── SUPPLIED PASSAGE
The Washington Area Bicycling Association (WABA) is hiring trail rangers.  You have to be able to ride 30 miles at a time (no problem), and not have a mortgage (problem).  But if you are carefree, why not apply?

Is the Federal Transit Administration going to cough up the dollars to finish the Capital Crescent Trail?  Some optimists think so.

Bike Heros:

The National Bike Summit kicked off and ended in a snow storm in Washington, D.C.  
The winner of the bike advocacy award was Laura Solis, from We Bike NYC.  This merits a woo-hoo.  Solis is from the Bronx.  When I think of bike friendly communities, I do not think of the Bronx along with Copenhagen.  Yes, I know the Bronx was named for a Swede, Bronck, but you take my point.
Solis and 10 women from We bike NYC rode from New York to Washington in frigid temperatures to attend the summit.  The group also included women from Black Women Bike in DC.  This undertaking was what is known as "too ambitious."  Let's face it, most of Jersey is bike hostile, and yet they peddled on.  It was a moment in history.  Like a walk on the moon.  Or a hoist over a trash pile by the side of the interstate.  They certainly deserve praise and support.

Secretary of Transportation Anthony Foxx also regaled the crowd with stories of being hit by a car while jogging, and promises of more funds to pay for bike lanes.  That makes him one of my heroes on two scores.

There were other winners too, all of whom are memorialized forever, or until the next major data destruction phase, in Bicycling Magazine.’s-choice-advocacy-award/?cm_mmc=Twitter-_-Bicycling-_-Content-Blog-_-peopleschoice

Bikes and Health:

Is fat fleeing? Fortunately, factors favor it is.  (Sorry.  I have tried the diet, but sometimes the alliteration comes back.)

What is making people slim down?  Allow me to use statistics to my own ends.
Estimated number of cities around the world that had bike-share programs in 2006: 25.  These were chunky times.
That have them today: 670.  These are slimming times.
Factor by which the number of U.S. Army soldiers dismissed for being overweight has increased in the past five years: 11.
Coincidence?  I think not.

Want to help your community lose the fat?  People for Bikes is offering tips on how to bring more bike lanes to your home town.
────
── DATA TO PROCESS
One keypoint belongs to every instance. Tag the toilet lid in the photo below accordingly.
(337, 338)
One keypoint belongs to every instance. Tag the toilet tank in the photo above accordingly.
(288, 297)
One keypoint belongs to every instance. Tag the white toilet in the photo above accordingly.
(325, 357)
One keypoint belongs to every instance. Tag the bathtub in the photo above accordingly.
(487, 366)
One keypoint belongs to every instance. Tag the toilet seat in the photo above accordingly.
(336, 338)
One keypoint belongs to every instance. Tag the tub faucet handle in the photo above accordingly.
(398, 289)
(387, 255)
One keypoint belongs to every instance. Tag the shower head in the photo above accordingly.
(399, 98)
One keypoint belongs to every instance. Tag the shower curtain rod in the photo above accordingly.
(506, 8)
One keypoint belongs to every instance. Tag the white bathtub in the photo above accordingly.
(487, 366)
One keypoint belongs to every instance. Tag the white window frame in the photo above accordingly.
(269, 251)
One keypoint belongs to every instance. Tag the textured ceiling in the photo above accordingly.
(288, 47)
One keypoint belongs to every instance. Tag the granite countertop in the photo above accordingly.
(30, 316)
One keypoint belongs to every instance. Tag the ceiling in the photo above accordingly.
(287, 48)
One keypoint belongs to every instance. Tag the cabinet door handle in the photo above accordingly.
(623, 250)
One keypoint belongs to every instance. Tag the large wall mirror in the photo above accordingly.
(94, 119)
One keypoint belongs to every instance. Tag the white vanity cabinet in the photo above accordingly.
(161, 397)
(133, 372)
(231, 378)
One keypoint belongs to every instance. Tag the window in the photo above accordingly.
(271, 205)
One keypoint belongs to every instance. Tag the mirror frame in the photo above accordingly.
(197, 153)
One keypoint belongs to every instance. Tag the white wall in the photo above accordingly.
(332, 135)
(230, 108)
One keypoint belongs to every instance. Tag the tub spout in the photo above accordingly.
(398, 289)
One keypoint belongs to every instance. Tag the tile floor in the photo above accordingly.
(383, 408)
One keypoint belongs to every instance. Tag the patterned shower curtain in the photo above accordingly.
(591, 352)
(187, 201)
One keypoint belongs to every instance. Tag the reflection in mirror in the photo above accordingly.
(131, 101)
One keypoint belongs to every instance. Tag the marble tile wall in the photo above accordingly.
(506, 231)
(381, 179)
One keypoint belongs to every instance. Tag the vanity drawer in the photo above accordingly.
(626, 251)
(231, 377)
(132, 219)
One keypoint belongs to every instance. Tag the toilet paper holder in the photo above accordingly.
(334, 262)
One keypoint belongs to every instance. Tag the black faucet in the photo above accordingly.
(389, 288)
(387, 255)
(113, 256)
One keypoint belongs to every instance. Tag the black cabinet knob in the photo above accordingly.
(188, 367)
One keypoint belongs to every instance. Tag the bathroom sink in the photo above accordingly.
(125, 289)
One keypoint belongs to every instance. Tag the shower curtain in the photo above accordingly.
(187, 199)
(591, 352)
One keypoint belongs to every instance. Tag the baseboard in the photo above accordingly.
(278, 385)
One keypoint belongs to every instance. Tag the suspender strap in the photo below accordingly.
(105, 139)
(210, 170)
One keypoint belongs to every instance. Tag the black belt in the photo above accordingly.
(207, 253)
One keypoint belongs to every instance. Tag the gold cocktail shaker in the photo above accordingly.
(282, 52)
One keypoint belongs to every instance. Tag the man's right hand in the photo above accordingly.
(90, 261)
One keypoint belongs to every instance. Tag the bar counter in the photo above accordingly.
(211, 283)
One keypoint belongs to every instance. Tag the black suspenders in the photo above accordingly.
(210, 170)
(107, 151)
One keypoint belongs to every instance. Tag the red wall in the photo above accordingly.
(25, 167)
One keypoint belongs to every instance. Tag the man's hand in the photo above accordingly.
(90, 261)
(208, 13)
────
■ TASK SET
**1.** In the bicycling post, translate the following sentence into French: "The winner of the bike advocacy award was Laura Solis, from We Bike NYC."
**2.** Reproduce the rows verbatim, beginning at the line containing "One keypoint belongs to every instance. Tag the man's hand" and continuing through the final line of the rows, and give nothing else.

■ RESULTS BY TASK
**1.** La lauréate du prix de promotion du vélo était Laura Solis, de We Bike NYC.

**2.**
One keypoint belongs to every instance. Tag the man's hand in the photo above accordingly.
(90, 261)
(208, 13)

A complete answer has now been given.